### INSTRUCTIONS FOR THE TASK
In the mailing-list post, roughly what IQ can a regular IQ test be validated up to?

### DOCUMENT SEGMENT
"""

[ExI] What would an IQ of 500 or 1000 look like?

David Lubkin lubkin at unreasonable.com
Tue May 26 02:51:39 UTC 2015


Rafal wrote:

>An interesting question arises: a test capable 
>of discriminating the tails of a normal 
>distribution in a population of 10^30 humans 
>would have to have incredibly tight measurement 
>errors to be valid, i.e. to prevent random 
>fluctuations in scores from throwing up an IQ500 
>result due to luck in answering questions. This 
>means you would need to have many more test 
>items than in a regular IQ test, which may be 
>validated only up to an IQ of 180 or 
>thereabouts. So it could mean that many of the 
>10^30 humans would have to spend weeks on this 
>mega-IQ test before the smartest of them all 
>would be announced to the pan-galactic audience.

"""

### RECORDS PROVIDED

"""

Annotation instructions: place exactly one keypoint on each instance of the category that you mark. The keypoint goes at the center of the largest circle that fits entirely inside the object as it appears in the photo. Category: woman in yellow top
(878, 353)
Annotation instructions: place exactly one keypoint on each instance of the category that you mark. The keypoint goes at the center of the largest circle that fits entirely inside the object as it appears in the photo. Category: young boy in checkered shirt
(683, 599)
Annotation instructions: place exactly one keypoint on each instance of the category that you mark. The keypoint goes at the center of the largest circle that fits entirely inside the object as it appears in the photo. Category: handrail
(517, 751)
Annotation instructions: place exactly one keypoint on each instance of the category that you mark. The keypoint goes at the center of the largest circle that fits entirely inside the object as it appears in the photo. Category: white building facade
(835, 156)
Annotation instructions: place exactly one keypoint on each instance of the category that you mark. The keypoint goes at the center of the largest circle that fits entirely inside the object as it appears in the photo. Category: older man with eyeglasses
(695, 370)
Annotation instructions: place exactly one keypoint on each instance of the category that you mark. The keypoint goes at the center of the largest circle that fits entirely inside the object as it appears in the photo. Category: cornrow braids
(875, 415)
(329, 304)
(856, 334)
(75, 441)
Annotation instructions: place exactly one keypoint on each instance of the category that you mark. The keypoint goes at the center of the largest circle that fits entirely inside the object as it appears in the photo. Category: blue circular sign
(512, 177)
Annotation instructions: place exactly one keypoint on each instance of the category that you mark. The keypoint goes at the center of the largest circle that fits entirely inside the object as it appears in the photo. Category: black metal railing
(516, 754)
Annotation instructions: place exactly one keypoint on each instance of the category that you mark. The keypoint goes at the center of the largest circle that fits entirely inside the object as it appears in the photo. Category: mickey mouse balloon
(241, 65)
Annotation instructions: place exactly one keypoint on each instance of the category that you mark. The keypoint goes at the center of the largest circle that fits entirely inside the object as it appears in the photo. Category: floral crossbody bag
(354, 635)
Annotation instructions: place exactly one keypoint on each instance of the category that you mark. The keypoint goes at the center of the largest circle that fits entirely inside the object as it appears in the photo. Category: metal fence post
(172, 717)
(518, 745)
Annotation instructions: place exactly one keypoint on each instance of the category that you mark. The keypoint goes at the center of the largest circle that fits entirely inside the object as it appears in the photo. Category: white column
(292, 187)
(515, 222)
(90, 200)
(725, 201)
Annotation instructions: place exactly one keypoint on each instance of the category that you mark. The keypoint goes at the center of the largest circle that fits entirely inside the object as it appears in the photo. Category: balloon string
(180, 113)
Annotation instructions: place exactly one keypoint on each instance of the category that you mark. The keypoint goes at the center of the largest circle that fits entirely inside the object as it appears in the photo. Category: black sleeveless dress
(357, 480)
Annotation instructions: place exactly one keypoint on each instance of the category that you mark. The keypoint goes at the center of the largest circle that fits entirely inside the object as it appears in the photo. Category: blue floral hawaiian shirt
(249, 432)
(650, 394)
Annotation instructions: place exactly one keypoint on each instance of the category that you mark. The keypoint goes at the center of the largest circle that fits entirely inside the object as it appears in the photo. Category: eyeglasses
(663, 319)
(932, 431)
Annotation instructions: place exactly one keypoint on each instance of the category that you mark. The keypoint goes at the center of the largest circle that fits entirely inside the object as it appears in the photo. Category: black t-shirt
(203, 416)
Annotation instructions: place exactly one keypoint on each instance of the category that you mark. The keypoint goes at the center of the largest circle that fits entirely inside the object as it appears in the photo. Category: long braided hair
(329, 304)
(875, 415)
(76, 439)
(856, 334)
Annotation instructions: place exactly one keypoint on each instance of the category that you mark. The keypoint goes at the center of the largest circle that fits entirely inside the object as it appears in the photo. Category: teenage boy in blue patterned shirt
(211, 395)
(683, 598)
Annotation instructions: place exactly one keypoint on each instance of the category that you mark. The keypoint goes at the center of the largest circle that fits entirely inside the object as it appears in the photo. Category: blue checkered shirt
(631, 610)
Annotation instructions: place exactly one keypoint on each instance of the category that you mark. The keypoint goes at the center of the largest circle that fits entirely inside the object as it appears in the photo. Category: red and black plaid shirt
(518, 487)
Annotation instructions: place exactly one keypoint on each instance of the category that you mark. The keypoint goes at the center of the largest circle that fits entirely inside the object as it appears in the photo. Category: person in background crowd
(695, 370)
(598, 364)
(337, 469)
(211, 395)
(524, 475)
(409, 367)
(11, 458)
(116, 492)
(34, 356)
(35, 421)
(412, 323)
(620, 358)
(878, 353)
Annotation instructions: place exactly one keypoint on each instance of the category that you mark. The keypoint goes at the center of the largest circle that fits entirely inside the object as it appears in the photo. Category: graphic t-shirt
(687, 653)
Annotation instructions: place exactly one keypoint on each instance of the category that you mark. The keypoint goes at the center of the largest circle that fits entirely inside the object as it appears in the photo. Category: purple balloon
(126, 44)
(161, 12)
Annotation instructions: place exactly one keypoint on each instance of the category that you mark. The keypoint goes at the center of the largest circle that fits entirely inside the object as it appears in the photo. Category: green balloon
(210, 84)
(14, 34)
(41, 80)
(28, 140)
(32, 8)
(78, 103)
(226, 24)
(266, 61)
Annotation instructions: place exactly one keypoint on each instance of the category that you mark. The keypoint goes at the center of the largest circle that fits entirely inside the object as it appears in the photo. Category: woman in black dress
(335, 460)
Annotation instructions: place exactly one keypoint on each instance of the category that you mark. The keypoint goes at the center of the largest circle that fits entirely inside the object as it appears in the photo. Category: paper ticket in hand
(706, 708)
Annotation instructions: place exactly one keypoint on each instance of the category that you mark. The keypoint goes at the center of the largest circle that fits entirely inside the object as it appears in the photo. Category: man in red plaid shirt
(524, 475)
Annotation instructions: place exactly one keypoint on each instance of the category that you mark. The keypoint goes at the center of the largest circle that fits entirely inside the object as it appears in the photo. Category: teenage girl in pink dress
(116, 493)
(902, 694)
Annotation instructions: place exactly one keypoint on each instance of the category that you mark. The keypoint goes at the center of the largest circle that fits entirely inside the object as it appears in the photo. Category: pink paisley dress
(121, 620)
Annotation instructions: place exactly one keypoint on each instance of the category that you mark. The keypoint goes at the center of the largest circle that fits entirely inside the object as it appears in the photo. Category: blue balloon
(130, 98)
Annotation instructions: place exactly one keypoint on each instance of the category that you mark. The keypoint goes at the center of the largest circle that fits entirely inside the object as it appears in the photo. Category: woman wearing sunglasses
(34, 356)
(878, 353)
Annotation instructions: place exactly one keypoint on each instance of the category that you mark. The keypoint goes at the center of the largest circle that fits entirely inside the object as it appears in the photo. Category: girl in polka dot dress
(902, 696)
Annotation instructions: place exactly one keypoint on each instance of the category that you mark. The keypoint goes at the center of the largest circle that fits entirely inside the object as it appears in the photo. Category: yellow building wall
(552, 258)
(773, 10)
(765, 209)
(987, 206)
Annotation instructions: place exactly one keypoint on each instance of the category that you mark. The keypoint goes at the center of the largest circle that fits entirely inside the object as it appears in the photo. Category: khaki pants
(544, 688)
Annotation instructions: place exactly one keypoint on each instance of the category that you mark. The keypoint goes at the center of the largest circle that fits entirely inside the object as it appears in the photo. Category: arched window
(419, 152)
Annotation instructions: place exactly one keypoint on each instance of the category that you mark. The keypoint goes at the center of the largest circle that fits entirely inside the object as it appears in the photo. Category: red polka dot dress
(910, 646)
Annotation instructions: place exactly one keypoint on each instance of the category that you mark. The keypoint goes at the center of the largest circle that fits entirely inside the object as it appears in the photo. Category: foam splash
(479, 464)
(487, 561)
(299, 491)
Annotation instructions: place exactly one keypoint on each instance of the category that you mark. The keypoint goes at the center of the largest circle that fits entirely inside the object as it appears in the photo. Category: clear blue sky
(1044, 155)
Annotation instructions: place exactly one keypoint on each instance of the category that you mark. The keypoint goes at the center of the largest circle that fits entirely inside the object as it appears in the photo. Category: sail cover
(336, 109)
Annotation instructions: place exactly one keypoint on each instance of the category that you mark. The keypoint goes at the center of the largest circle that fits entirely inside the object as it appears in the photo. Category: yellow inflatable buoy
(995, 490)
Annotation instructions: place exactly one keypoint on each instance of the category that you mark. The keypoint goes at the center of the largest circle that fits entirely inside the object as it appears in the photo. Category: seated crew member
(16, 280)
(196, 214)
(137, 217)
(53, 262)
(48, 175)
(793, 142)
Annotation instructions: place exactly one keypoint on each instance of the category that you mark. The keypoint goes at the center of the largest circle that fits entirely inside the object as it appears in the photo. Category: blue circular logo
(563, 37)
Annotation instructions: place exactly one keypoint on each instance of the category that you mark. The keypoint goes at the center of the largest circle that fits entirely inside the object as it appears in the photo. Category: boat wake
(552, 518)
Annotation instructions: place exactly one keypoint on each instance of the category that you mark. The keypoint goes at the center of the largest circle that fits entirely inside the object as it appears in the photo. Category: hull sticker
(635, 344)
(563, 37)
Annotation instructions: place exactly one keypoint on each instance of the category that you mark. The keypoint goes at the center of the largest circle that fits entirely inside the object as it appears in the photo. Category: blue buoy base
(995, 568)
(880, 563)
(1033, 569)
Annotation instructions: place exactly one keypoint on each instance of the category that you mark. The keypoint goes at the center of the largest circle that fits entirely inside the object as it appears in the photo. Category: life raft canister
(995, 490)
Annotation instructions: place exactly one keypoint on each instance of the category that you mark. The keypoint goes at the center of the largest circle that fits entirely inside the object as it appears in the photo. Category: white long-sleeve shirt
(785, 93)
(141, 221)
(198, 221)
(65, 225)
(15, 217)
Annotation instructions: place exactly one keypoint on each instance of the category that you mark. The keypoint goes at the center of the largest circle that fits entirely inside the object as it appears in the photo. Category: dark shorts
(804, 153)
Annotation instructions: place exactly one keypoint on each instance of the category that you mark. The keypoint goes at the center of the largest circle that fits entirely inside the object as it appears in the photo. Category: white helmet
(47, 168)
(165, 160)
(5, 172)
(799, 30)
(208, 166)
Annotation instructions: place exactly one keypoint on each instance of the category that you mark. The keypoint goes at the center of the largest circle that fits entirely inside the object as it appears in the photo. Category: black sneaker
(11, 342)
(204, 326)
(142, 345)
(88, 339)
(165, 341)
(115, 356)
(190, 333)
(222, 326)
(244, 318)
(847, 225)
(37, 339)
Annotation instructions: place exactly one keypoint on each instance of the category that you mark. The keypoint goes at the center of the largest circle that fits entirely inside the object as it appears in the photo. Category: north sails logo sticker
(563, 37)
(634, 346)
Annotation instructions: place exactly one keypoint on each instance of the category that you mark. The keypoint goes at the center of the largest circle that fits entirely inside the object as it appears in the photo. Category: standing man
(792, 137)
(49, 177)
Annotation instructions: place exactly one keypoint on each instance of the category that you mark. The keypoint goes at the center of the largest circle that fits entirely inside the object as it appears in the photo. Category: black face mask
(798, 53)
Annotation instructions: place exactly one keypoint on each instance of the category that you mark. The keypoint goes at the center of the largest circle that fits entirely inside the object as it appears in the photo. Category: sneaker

"""

### ANSWER TO THE PROBLEM
An IQ of 180 or thereabouts.